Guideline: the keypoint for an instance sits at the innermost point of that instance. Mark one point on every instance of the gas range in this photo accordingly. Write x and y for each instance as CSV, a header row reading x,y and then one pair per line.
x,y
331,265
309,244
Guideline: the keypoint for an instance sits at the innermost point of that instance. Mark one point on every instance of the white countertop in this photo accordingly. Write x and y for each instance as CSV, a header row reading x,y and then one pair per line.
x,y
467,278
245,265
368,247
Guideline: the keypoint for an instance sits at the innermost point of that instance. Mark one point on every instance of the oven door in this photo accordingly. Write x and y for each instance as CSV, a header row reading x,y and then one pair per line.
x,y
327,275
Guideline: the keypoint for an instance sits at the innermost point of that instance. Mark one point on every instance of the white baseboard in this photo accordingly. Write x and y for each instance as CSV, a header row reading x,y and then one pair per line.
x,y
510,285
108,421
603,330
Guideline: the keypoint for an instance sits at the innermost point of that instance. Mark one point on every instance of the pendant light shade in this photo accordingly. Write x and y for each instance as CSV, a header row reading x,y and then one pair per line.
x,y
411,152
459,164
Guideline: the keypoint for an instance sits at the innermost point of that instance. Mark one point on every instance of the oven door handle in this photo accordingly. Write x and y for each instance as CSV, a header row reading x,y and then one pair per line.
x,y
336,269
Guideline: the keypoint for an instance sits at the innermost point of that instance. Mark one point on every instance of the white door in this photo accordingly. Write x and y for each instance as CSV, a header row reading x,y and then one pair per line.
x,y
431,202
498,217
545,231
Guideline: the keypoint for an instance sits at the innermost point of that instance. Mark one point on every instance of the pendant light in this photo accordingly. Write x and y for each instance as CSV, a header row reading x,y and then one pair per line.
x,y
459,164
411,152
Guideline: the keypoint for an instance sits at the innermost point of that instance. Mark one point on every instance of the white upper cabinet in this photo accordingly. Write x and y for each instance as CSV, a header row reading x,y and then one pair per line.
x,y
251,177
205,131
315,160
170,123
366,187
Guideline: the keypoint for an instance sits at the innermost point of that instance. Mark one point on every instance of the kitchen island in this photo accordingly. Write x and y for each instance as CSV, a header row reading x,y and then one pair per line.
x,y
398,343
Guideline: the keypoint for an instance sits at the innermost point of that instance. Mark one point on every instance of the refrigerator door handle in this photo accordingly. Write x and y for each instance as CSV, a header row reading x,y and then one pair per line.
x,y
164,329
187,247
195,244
* * *
● **Given problem**: Reproduce all of the entries word for word.

● **The completed task**:
Guideline: the keypoint for an instance sits at the innermost point of that instance. Mark one point on every instance of the gas range in this photo accordingly. Write x and y for each instance as CSV, a header row reading x,y and then one pair per line.
x,y
331,265
309,244
Guideline: the keypoint for an instance sits at the innermost point of that instance. Mark one point on every instance of the white countertop in this photo accordingly. Write x and y for each instance as CSV, a header row reading x,y and then one pair per line.
x,y
467,278
245,265
368,247
Guideline: the keypoint for an instance sits at the innermost point of that instance. Mark one point on every instance of the oven door in this photo accordingly. Write x and y for each instance as CSV, a header row reading x,y and then one pair per line.
x,y
327,275
Guideline: the keypoint for an instance sits at the innermost point of that instance. Mark one point on every instance of the white baseboard in this photo accordingly. Write x and y for each instance as CSV, a header row reading x,y and then one pair per line.
x,y
510,285
108,421
603,330
Guideline: the keypoint for an instance sits at the innermost point of that instance. Mark one point on every instance of the pendant light shade in this photo accordingly. Write x and y for each instance as CSV, a header row reading x,y and then one pair per line.
x,y
411,152
459,164
Guideline: the keypoint for an instance sits at the innermost point of that instance. Mark one point on every instance of the oven door handle in this photo accordingly. Write x and y for each instance as CSV, a header row reading x,y and then one pair per line.
x,y
336,269
Guideline: the keypoint for an instance sits at the innermost point of that instance. Mark one point on every instance of the white door in this photo accordingly. Write x and y for each instance as CSV, a header row reading x,y and then one pair per line.
x,y
431,202
498,217
545,231
Guideline: the keypoint for an instance sits at the innermost point of that instance. Mark one point on every instance of the pendant light in this photo accordingly. Write x and y for each instance as CSV, a header row reading x,y and then one pair per line.
x,y
459,164
411,152
Guideline: the keypoint for an instance sits at the innermost point of that instance. Mark one point on every instance of the white upper cabinet in this photo accordingly. Write x and y for each instance as CSV, a header row reading x,y and then one pair per line.
x,y
251,177
205,131
315,160
170,123
366,187
Guideline: the keypoint for an instance sits at the innermost point of that instance. Mark one point on every instance of the kitchen island in this photo accordingly. Write x and y for each instance as CSV, a header row reading x,y and then one pair per line.
x,y
398,343
Guideline: the keypoint for an instance sits at the innermost point of that instance. Mark one point on every instance of the refrigerator door handle in this photo accordingly. Write x and y for each instance as CSV, a header row reading x,y and then one pair per line.
x,y
164,329
187,247
195,244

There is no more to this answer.